[EXCERPT — start]

Date: July 22nd, 2021

There’s probably just one feature of this EP that would clearly indicate the band’s country of origin. A Malignant Tumour cover. Other than that, you could simply call them a pack of New Yorkers. Musically speaking, of course.

But what’s much more important than what this quartet’s passports declare is the punch they pack. Again, strictly musically speaking.

I’ve been extremely fortunate to acquire their latest full length, “Digitotality”, right in the middle of the pandemic chaos that was year 2020. I’ve reviewed it back then and it passed with flying colors. A whole year later, I can safely say I haven’t heard a better album since. Probably a few years before, too. And not just in the thrashing crossover section of the scene. The Czechs ripped me apart. It is the album that doesn’t go far from my stereo. Hasn’t ever since I’ve gotten it. And keep in mind that I’m trying to be a reviewer on a regular basis, so I get a whole lot of records all the time.

“Digitotality” still holds its deserved place, way up high! If you still haven’t heard it, do so immediately. I cannot stress enough how important record it is. Thank me later.

But now I need to focus on their new EP. This one falls no shorter than its predecessor. Except for the timeframe. This one clocks at around twenty seven minutes. Including the mentioned (exceptional) cover track and an alternative version of the title track.

When it comes to Exorcizphobia’s ability to create and execute killer songs, things have pretty much stayed the same as last year. Though “Friend of Lunacy” comes with a slight twist.

To be exact, the opener, “Inner Strength”, is a Slayer-esque opus that still manages to keep the recognizable Exorcizphobia stamp. However, the leading riff does stem from the same tree as the last couple of Slayer recordings. Even the vocals go to a decidedly harsher territory. At least to a certain degree.

Other three tracks (there are two short introductions included along the mentioned bonuses) keep to the route these Czechs already established. Crossover between old hardcore and even older thrash, with metal being the leading force and hardcore punk just tagging along, giving the whole material some extra charm.

So, now that we’ve established that Exorcizphobia does not reinvent the wheel, what it the thing that must exist to make them stand out of the crowd? You got it! Extremely catchy riffing and choruses that just don’t leave your brain all that easily. And these guys are the absolute masters of just that! Along with the pummeling rhythms that force you to get off your ass and twist your necks. Not to forget the intricate solo work that does more than just exist to show the guitarist’s skill.

Captivating material through and through!

Lyric-wise, Exorcizphobia, as they did on “Digitotality”, sticks to the diseases of modern day humanity. No, not the current pandemic. They are referring to the illnesses that will bring about the end of human kind much faster and more efficiently than any virus. It’s the thoughtless consumerism, greed, social networking and a whole other kind of social distancing… Topics that must be at the tip of everyone’s tongue, but are too often just left there. Activism takes effort and not a lot of us are ready to stand up and fight.

Thoughtful and meaningful lyrics in English place another perspective on the whole EP. Especially considering how often bands outside of English speaking areas are unable to provide them.

It is all underlined with “Missing Rebellion”, a cover of legendary Malignant Tumour. A perfect fit!

So, is it possible I still haven’t convinced you? What more do you need!? Trust me on this, this is the best thrash metal band around these days! Change my mind!

[EXCERPT — finish]

**EXERCISE DETAILS:**
Please copy the stretch of the EP review from "So, is it possible" through "Change my mind!", swapping "thrash metal band" for "crossover band".

[SUPPLIED DATA — start]

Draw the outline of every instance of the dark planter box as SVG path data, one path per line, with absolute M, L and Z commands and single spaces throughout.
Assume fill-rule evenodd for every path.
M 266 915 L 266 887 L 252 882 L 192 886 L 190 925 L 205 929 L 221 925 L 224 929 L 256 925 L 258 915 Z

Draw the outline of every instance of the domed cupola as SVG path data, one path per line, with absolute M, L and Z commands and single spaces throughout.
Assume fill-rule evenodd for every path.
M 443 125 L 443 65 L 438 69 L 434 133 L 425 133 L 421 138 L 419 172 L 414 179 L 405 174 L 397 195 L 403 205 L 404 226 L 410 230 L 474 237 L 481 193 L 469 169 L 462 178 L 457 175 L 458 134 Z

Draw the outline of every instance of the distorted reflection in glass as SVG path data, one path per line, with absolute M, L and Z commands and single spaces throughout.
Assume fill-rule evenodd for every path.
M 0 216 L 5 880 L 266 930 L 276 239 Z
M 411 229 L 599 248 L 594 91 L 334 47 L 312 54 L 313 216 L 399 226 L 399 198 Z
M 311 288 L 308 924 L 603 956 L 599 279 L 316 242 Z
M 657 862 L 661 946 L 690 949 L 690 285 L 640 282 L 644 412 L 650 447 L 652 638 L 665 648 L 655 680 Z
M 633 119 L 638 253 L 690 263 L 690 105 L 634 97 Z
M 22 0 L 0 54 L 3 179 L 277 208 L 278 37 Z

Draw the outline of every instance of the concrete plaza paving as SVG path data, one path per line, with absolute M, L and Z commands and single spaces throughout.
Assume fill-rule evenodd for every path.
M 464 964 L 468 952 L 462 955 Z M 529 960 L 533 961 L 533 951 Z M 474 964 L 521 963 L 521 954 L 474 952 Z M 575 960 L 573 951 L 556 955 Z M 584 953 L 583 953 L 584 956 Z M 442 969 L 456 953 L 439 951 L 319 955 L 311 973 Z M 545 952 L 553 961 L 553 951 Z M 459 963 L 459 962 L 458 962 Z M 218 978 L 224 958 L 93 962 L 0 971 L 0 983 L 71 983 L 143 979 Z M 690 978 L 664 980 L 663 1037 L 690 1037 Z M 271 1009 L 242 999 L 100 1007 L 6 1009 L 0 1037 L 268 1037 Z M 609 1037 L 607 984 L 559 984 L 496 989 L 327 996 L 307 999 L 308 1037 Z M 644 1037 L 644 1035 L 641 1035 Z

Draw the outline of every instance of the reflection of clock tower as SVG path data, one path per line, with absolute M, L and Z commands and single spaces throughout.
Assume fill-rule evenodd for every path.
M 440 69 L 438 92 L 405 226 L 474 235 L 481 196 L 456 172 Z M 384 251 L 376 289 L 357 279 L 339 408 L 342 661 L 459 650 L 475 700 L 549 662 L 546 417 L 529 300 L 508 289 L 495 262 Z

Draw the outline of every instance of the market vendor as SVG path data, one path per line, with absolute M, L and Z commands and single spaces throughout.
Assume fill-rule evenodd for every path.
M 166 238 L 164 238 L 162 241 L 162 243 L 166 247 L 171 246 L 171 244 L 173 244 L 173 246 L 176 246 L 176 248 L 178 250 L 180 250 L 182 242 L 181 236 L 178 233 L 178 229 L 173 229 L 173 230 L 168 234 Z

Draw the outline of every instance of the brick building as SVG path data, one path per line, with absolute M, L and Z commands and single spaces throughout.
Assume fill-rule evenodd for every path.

[SUPPLIED DATA — finish]

**YOUR SOLUTION:**
So, is it possible I still haven’t convinced you? What more do you need!? Trust me on this, this is the best crossover band around these days! Change my mind!